(Named-object pointing records)
○ ○ ○ ○ ○ ○ ○
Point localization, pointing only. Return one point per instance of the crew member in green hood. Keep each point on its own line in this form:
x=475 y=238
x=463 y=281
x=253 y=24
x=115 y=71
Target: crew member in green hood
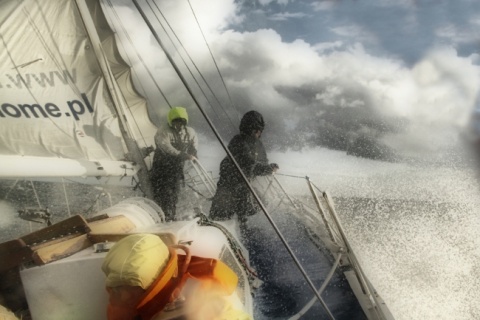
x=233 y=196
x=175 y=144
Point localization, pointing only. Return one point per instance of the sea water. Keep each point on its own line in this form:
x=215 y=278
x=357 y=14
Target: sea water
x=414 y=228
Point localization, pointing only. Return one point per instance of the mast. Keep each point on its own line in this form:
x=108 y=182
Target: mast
○ ○ ○ ○ ○ ○ ○
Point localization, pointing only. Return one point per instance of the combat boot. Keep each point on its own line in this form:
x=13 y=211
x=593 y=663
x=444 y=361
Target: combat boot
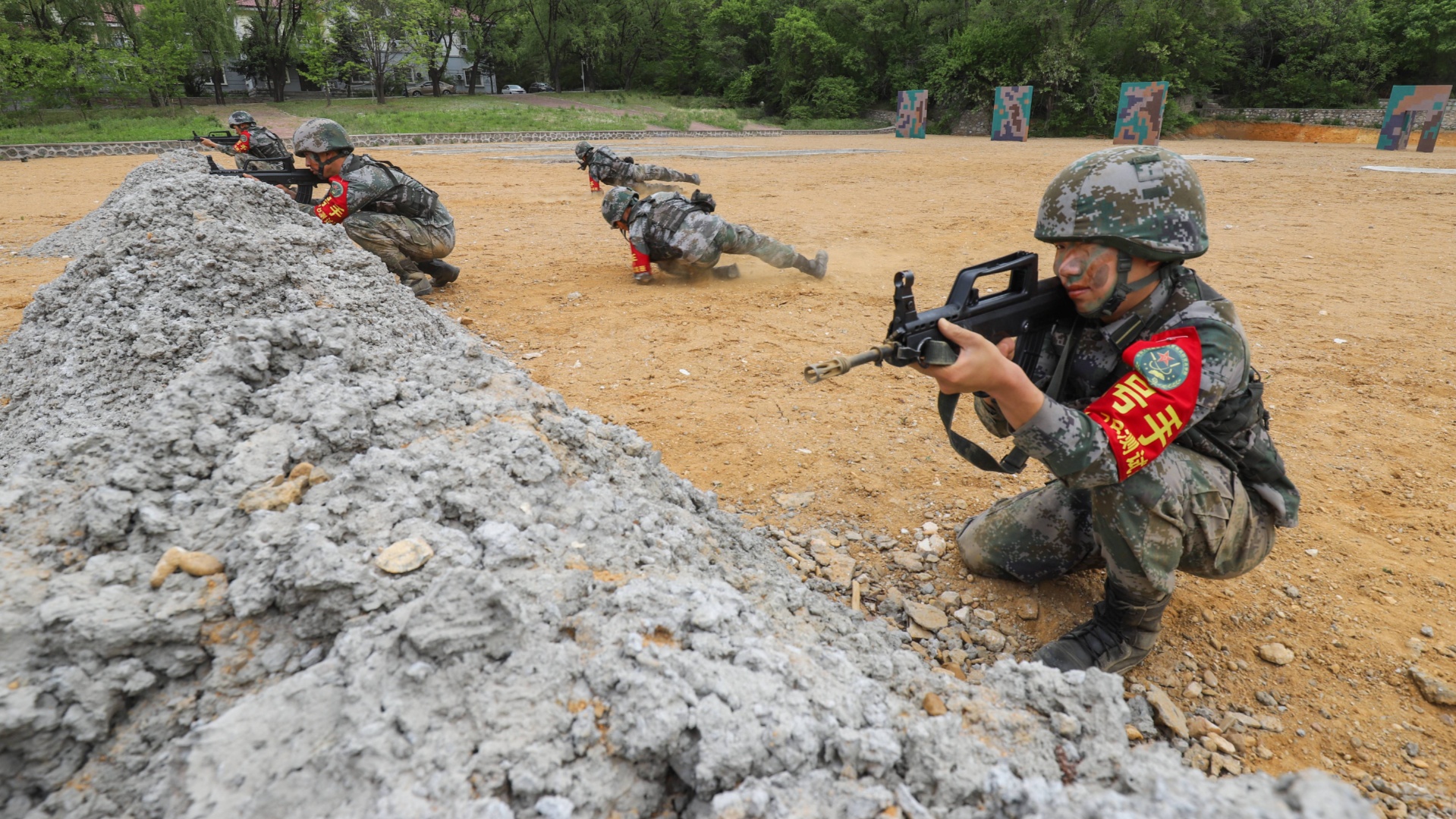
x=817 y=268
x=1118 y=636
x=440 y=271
○ ○ ○ ○ ○ ○ ○
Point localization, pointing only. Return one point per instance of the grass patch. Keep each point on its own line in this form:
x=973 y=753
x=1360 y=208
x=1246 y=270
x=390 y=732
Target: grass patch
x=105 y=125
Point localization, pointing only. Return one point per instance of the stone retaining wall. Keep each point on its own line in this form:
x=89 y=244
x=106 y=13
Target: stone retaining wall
○ ○ ○ ○ ○ ○ ○
→ **Problem to work on**
Rewrite the material starting at the line that contains "of the mast." and ending after the line that contains "Target: mast". Replace "Return" with "Give" and change nothing else.

→ **Solution for this exercise**
Point localization, pointing only. Give one point per instance of the mast. Keep each point on its own line in this form:
x=108 y=182
Target: mast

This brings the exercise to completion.